Given records section start

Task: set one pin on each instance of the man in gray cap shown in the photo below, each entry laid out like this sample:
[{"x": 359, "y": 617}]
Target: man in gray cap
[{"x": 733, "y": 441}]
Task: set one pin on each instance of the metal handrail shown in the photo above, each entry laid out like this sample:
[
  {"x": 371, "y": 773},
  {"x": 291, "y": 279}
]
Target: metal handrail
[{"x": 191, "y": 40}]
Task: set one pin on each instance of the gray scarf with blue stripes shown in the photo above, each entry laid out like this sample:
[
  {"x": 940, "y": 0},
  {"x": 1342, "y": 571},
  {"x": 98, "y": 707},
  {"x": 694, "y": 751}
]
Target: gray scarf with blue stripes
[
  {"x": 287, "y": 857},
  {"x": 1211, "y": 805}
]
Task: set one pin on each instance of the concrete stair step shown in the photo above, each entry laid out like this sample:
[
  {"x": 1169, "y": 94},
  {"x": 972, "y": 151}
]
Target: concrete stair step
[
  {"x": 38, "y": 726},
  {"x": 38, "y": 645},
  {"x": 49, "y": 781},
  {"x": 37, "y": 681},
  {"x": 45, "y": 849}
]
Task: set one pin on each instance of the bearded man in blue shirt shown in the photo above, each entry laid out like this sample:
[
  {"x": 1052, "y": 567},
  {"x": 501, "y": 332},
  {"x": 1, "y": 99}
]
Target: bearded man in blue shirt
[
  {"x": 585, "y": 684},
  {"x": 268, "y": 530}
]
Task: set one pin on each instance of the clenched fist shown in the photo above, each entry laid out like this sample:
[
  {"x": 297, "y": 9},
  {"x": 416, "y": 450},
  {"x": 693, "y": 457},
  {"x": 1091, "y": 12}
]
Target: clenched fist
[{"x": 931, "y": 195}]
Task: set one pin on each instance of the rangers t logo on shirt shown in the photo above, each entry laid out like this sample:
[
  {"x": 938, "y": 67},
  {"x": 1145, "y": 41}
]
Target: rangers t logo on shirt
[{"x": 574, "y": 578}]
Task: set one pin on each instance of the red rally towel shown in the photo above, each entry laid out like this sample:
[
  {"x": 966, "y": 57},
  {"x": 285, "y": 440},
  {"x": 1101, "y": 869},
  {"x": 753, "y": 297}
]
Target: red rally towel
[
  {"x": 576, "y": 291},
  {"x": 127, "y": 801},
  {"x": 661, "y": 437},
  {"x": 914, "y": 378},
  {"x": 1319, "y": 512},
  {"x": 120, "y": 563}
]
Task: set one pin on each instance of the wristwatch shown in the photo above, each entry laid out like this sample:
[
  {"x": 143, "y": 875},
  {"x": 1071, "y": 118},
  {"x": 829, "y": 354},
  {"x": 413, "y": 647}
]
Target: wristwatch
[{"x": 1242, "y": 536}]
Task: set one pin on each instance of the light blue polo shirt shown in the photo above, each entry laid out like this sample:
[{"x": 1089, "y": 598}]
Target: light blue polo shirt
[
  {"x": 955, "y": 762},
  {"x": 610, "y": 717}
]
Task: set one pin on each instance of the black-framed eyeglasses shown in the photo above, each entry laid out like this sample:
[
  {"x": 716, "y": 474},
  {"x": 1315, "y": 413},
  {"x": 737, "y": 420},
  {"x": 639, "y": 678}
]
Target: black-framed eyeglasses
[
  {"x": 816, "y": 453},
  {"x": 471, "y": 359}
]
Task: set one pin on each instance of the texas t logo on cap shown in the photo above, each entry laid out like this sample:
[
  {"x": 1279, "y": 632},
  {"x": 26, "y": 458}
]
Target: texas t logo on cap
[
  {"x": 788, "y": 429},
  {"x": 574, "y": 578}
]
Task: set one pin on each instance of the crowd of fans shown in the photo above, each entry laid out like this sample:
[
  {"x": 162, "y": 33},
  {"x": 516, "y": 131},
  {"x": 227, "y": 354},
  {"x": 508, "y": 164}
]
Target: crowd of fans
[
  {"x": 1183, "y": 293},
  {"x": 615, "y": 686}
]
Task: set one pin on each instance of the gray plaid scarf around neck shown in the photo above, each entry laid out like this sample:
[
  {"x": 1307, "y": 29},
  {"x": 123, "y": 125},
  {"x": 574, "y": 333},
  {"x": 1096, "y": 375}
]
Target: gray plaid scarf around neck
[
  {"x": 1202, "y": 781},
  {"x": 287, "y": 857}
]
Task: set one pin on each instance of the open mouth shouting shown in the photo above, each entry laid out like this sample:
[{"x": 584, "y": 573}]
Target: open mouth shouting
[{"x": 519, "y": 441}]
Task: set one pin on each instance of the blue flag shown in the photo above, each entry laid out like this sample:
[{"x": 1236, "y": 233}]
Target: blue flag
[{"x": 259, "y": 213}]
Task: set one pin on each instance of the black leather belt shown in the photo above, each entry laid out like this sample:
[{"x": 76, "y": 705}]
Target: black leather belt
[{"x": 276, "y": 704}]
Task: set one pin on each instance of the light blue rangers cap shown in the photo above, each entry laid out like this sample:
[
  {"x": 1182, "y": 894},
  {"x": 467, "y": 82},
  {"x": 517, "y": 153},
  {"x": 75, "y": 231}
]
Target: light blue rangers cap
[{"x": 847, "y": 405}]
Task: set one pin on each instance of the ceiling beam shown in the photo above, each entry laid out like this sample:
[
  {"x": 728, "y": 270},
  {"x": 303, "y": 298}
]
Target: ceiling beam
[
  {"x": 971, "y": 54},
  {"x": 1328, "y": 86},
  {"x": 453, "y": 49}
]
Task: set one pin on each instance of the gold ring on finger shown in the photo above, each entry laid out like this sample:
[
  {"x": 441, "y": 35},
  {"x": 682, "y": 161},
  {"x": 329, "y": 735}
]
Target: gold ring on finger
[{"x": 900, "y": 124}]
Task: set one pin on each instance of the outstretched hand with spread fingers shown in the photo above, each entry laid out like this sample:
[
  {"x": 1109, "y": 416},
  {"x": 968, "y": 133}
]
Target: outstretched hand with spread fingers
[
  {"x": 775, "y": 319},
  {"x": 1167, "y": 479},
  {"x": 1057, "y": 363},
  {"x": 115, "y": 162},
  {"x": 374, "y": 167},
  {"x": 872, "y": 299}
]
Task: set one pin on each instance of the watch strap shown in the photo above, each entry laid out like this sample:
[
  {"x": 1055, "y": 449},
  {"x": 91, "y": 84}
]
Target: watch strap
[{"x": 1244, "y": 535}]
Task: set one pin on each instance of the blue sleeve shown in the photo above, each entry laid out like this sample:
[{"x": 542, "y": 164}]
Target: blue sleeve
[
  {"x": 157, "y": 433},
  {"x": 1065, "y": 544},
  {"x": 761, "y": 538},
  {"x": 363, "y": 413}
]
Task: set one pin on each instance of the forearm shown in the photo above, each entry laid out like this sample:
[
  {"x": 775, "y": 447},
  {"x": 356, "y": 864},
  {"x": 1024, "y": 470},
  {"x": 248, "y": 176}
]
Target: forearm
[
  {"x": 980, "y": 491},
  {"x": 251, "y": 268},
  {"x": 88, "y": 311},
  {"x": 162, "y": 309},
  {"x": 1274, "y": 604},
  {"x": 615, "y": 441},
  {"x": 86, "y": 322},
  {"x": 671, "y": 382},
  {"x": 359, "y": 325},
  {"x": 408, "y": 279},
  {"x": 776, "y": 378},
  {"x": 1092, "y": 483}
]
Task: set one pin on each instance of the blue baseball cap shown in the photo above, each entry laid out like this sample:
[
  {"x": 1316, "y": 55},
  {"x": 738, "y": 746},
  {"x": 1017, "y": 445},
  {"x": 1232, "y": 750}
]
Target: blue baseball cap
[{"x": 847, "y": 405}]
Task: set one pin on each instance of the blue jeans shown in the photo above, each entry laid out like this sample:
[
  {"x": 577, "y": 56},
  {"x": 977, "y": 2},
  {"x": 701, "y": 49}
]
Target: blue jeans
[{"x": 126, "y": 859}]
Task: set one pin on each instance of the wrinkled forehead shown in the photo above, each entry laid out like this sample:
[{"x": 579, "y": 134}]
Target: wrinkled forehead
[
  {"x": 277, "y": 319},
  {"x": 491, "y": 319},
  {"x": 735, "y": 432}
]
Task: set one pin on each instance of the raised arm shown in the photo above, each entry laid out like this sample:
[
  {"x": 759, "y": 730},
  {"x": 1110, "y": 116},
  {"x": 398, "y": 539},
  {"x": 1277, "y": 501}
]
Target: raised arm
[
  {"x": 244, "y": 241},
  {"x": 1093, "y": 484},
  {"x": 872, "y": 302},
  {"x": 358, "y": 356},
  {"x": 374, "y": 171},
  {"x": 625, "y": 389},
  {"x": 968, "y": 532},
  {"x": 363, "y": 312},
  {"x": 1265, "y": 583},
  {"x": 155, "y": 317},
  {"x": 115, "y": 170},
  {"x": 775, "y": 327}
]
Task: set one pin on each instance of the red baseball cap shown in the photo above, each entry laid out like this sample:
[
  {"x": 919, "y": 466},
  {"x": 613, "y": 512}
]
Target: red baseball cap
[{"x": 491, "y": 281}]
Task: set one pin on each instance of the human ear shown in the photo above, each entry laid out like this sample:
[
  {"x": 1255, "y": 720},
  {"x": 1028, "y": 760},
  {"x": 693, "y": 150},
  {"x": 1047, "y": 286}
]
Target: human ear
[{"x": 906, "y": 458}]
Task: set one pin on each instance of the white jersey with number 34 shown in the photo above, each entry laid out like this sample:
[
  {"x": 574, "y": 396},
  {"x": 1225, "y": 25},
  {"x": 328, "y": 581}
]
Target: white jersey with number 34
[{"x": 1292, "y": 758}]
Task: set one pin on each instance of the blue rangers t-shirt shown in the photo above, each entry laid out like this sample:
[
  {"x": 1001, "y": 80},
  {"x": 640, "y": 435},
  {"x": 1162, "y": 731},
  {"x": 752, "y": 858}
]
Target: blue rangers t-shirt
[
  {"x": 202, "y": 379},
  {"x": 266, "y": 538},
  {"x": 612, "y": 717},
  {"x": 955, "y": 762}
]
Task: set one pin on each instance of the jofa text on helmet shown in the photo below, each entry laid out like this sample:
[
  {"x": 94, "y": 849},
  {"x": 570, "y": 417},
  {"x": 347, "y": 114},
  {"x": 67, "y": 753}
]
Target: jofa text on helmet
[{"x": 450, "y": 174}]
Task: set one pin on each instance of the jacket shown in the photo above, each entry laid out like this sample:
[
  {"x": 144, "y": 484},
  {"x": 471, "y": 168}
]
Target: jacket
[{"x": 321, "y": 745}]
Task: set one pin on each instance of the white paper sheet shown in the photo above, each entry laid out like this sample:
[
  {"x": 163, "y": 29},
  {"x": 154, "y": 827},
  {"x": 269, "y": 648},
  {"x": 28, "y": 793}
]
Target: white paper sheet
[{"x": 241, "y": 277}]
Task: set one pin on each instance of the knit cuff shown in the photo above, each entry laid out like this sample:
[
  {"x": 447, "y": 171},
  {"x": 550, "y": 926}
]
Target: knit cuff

Given records section end

• [Exercise] Every line above that holds the word "knit" should be copied out.

• [Result of this exercise]
Task: set one pin on each instance of the knit cuff shown in the photo above, each entry laid out like this sample:
Target: knit cuff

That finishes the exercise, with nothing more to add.